==== Data for processing
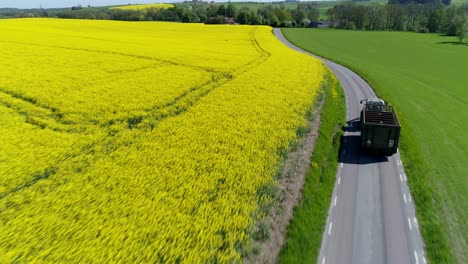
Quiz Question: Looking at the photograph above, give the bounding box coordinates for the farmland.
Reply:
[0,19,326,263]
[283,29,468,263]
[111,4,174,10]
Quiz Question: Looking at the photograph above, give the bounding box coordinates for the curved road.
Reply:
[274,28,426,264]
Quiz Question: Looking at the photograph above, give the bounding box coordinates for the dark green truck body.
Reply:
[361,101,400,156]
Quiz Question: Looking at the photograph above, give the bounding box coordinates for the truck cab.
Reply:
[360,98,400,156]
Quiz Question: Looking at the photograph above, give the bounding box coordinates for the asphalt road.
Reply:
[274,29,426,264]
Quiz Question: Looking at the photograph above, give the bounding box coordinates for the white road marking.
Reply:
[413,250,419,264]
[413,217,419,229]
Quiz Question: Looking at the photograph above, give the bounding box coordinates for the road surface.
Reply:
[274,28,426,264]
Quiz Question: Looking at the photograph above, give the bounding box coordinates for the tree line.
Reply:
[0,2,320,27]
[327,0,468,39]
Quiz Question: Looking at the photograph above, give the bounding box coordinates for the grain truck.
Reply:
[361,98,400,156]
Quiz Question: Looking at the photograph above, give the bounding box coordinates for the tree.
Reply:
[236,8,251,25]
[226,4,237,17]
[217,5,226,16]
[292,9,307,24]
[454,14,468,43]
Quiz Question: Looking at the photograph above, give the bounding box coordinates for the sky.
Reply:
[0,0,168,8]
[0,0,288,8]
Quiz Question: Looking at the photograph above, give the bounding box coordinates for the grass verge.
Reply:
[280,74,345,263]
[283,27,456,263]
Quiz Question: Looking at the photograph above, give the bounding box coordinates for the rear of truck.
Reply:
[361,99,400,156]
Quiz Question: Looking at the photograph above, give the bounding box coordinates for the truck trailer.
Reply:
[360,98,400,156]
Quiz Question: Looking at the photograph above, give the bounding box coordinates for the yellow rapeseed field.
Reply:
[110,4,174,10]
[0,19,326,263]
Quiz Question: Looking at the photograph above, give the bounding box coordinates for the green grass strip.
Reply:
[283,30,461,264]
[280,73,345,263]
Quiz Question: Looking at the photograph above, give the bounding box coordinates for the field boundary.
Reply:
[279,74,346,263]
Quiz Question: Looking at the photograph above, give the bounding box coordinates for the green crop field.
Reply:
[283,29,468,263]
========
==== Data for processing
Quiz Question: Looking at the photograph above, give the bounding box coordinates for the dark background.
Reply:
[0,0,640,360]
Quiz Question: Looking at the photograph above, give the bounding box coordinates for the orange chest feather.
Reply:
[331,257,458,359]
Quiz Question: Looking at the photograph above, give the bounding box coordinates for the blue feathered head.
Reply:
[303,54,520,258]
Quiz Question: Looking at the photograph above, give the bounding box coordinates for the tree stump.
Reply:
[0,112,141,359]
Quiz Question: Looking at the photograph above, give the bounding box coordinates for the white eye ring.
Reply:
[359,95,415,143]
========
==== Data for processing
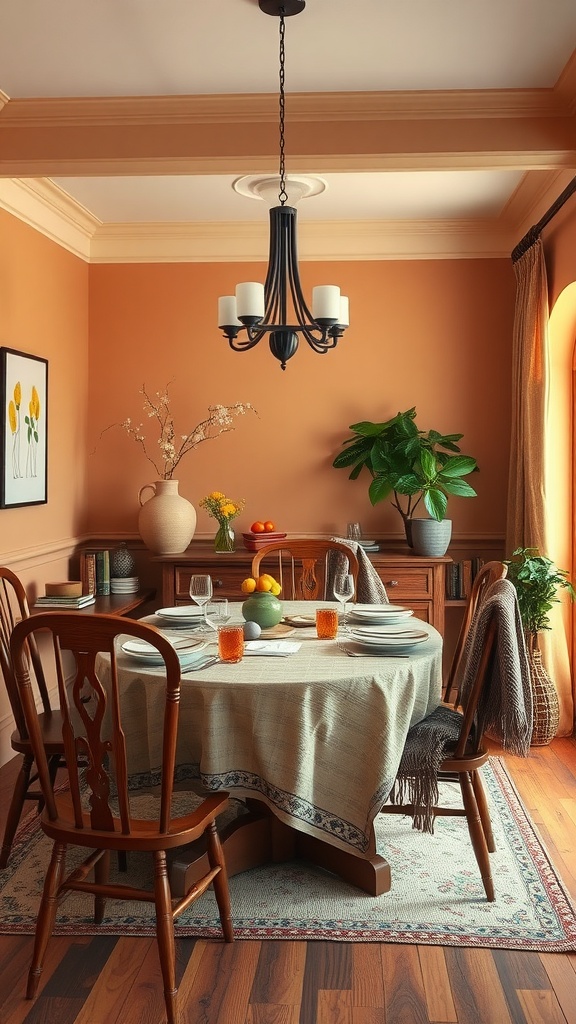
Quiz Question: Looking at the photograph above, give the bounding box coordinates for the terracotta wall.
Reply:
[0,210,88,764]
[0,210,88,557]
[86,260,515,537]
========
**Exercise:** Copy out the lines from the one containing "the dark background." through the one containing "[331,257,458,359]", both included, exactly as they appear.

**Correct response:**
Quiz Question: Looking at the photograph above, give the bounding box coordinates for the dark background.
Reply:
[0,0,640,360]
Quiz Question: Looking at the photograph above, give the bounding box coordinates for the orange chest feather.
Reply:
[331,257,458,359]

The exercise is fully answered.